━━━ Data for this exercise

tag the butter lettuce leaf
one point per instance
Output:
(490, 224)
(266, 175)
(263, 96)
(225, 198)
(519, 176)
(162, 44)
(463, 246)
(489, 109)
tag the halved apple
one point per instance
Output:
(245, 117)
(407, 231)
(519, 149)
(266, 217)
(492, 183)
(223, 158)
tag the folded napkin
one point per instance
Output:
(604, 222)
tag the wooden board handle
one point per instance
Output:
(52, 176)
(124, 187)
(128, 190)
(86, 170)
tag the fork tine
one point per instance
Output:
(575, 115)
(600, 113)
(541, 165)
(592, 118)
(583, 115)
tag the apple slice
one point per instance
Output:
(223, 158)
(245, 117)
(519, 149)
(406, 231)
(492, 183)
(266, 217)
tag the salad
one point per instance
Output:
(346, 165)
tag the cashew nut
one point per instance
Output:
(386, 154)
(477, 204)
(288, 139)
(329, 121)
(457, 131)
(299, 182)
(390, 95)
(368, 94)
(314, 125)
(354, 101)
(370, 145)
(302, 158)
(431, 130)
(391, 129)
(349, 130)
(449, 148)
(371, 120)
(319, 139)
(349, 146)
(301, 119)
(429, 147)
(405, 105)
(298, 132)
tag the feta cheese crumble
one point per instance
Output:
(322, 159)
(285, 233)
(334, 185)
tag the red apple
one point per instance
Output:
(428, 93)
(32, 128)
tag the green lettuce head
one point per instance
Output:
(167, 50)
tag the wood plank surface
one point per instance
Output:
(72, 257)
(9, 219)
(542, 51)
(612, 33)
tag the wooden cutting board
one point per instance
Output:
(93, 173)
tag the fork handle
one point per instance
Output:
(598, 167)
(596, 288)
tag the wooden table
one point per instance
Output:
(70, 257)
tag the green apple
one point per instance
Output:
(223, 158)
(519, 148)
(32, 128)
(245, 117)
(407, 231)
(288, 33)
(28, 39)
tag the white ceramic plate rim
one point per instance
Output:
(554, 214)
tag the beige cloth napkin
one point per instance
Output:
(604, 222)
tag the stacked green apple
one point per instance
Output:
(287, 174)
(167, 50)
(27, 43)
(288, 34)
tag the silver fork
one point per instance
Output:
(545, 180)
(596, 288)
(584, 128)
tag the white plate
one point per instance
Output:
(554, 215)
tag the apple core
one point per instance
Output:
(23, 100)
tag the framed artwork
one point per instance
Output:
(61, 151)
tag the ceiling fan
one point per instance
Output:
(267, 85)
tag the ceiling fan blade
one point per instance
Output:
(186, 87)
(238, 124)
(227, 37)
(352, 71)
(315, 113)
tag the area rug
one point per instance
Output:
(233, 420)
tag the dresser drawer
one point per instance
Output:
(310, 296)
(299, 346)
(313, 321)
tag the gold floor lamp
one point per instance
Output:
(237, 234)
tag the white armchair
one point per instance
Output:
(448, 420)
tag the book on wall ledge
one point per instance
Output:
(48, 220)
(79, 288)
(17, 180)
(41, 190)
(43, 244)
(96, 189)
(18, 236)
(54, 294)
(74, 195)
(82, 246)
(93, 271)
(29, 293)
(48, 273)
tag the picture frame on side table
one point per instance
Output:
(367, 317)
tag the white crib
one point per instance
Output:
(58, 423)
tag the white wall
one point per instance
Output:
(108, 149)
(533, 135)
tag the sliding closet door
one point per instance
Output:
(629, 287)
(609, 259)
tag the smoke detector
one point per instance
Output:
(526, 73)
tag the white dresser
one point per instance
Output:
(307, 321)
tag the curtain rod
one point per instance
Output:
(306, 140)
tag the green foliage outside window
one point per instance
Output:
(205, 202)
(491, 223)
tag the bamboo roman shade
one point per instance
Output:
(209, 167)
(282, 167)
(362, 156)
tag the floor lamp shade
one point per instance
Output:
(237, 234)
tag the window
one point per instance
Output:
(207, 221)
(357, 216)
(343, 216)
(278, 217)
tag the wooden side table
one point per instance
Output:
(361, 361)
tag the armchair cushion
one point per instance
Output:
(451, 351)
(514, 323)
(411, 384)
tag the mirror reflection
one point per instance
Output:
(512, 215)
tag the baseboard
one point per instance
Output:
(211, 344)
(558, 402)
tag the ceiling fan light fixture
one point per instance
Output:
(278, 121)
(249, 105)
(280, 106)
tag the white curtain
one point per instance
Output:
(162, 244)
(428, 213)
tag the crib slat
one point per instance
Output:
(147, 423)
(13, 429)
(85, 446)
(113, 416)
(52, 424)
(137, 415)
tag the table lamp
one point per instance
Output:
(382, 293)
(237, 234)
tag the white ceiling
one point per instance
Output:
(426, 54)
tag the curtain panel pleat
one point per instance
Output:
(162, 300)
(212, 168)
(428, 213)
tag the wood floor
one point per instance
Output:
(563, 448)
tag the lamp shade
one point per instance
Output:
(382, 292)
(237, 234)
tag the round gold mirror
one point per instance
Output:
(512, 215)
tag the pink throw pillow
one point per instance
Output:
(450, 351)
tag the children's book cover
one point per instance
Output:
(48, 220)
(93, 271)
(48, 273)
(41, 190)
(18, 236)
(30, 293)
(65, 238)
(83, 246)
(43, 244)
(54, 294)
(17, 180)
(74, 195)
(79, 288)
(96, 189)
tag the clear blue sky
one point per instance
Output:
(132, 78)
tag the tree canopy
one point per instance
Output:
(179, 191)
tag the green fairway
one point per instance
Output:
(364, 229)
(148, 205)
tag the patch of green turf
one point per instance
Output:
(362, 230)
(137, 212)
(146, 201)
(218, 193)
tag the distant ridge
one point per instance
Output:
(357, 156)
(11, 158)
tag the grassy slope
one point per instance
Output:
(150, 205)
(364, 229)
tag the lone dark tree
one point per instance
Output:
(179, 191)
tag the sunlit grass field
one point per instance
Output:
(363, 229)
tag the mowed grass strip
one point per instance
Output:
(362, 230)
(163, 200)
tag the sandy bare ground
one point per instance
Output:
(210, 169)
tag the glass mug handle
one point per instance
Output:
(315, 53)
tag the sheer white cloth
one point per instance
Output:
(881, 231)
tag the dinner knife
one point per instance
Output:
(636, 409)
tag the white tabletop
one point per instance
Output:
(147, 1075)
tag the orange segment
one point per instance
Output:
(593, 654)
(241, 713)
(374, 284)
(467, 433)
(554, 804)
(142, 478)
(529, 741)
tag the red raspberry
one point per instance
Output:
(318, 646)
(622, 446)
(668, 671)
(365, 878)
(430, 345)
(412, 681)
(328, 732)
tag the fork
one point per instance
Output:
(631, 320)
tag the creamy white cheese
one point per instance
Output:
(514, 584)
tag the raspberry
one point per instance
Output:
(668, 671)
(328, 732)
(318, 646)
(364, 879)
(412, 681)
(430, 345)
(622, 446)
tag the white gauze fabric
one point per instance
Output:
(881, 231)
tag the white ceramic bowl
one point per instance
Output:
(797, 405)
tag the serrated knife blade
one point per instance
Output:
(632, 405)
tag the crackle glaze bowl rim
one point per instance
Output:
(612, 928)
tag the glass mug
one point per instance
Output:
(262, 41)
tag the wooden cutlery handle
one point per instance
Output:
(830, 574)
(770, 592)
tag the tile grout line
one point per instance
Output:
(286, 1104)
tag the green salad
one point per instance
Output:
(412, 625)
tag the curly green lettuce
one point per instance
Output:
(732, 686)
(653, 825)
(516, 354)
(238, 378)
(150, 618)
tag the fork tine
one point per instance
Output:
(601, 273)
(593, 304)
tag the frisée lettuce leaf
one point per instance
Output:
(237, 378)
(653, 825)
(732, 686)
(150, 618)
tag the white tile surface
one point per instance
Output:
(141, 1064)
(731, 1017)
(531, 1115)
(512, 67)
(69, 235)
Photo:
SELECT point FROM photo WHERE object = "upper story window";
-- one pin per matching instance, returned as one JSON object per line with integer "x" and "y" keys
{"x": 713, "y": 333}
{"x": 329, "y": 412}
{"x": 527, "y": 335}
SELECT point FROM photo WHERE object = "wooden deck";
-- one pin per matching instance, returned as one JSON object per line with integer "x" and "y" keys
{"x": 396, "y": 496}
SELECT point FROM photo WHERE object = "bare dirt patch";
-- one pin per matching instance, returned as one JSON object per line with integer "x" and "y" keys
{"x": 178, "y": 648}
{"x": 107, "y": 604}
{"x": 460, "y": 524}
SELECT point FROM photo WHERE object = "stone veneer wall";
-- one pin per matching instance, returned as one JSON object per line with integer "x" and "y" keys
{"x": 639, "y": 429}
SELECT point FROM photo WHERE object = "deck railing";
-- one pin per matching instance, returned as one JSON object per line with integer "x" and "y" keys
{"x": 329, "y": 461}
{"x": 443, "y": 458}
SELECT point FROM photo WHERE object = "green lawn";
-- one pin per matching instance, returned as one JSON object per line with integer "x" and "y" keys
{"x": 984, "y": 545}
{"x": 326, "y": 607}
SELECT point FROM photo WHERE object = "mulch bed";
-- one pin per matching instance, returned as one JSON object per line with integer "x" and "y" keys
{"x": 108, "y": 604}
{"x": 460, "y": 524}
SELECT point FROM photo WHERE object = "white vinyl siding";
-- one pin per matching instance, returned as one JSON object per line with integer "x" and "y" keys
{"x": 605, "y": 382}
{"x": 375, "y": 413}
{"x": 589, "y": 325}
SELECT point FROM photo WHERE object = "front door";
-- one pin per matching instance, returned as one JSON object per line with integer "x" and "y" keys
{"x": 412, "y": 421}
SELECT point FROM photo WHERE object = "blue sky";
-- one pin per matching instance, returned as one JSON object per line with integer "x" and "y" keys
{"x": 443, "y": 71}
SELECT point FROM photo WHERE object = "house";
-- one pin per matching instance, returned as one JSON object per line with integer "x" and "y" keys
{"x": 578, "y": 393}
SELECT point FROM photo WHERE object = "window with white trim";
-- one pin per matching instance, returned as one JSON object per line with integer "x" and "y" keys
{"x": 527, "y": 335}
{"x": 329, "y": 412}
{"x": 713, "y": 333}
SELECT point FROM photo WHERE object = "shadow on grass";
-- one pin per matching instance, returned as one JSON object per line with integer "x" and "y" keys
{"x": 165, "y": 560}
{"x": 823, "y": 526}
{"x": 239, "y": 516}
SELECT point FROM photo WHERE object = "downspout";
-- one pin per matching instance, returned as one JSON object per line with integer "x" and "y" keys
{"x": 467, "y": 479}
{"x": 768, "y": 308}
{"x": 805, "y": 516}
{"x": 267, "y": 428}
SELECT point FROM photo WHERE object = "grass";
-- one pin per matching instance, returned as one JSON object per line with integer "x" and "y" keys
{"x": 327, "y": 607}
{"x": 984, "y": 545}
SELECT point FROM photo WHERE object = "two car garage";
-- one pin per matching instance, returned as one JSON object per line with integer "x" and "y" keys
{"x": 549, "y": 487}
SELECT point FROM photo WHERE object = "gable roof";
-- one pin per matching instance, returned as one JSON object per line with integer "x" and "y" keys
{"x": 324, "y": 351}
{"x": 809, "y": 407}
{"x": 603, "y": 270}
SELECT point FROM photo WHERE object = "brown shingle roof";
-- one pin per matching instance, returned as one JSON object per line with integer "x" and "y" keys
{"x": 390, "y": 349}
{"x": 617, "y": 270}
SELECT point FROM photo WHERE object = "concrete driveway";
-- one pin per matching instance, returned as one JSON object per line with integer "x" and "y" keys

━━━━━━

__What to work on__: In the material above, which lines contain "ceiling"? Copy each of them.

__Response area__:
tag the ceiling fan
tag the ceiling fan blade
tag the ceiling fan light fixture
tag the white ceiling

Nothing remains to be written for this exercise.